Jedoch sind diese Bedenken verfrüht und irreführend, da der Prozess zur Genehmigung des Gesetzes noch im Gange ist und bisher unklar ist, wie die endgültigen Maßnahmen aussehen werden.

Der Gesetzesentwurf ist ein Vorschlag der Europäischen Kommission aus dem Jahr 2022 für eine Verordnung zur Verhinderung und Bekämpfung von Kindesmissbrauch. Das Gesetz soll einen einheitlichen EU-weiten Rechtsrahmen schaffen, um kinderpornografisches Material zu erkennen, zu melden und zu entfernen sowie Grooming von Kindern im Internet zu bekämpfen.

Der Vorschlag zielt darauf ab, das derzeitige Flickwerk aus Bemühungen von Unternehmen und nationalen Vorschriften durch ein übergeordnetes System zu ersetzen, das den Behörden klare rechtliche Instrumente an die Hand gibt.

Der Vorschlag der EU-Kommission enthält in der Tat Aspekte des Text- und Nachrichtenscannings. Befürwortende argumentieren jedoch, dass die Chat-Kontrolle nur in einem begrenzten, rechtlich klar definiertem Rahmen stattfinden würde. Das Gesetz würde "Ermittlungsaufträge" einführen, also rechtlich verbindliche Anfragen an Technologieanbieter, bekanntes oder neues kinderpornografisches Material oder Grooming-Versuche online zu ermitteln.

Diese Aufträge müssten von einer nationalen Behörde angefordert, auf der Grundlage von Risikoeinschätzungen begründet und von einem Gericht oder einer unabhängigen Verwaltungsbehörde genehmigt werden.

Kritiker warnen jedoch, dass solche Maßnahmen die Online-Privatsphäre erheblich untergraben könnten. Wenn sie auf Ende-zu-Ende-verschlüsselte Dienste angewendet werden, müsste die Erkennung möglicherweise auf den Geräten der Nutzenden erfolgen, eine Praxis, die als Client-side-Scanning bekannt ist, wodurch die Verschlüsselung und Privatsphäre geschwächt werden.

EU-Parlament hat bereits für Änderungen gestimmt

Behauptungen, dass bald ein System alle Nachrichten scannen werde, sind dennoch irreführend, da der Entwurf der Kommission noch durch den Gesetzgebungsprozess der EU gehen muss.

Bis Parlament und Rat sich auf eine einheitliche Version des Gesetzentwurfs einigen, kann nichts durchgesetzt werden.

- Aufgaben
**A)** Gib den Textauszug von „Kritiker warnen jedoch, dass“ bis „nichts durchgesetzt werden.“ wortgetreu wieder.
**B)** Nenne alle Handlungen, die der Rechtsrahmen laut Textauszug in Bezug auf kinderpornografisches Material ermöglichen soll.
**C)** Aus welchem Jahr stammt laut Textauszug der Vorschlag der Europäischen Kommission?
Die Daten stehen in keinem Zusammenhang mit dem Textauszug.

- Bereitgestellte Daten
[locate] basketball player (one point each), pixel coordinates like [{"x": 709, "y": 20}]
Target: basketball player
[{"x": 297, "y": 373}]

- Ergebnisse je Aufgabe
**A)**
Kritiker warnen jedoch, dass solche Maßnahmen die Online-Privatsphäre erheblich untergraben könnten. Wenn sie auf Ende-zu-Ende-verschlüsselte Dienste angewendet werden, müsste die Erkennung möglicherweise auf den Geräten der Nutzenden erfolgen, eine Praxis, die als Client-side-Scanning bekannt ist, wodurch die Verschlüsselung und Privatsphäre geschwächt werden.

EU-Parlament hat bereits für Änderungen gestimmt

Behauptungen, dass bald ein System alle Nachrichten scannen werde, sind dennoch irreführend, da der Entwurf der Kommission noch durch den Gesetzgebungsprozess der EU gehen muss.

Bis Parlament und Rat sich auf eine einheitliche Version des Gesetzentwurfs einigen, kann nichts durchgesetzt werden.

**B)** erkennen, melden, entfernen

**C)** Aus dem Jahr 2022.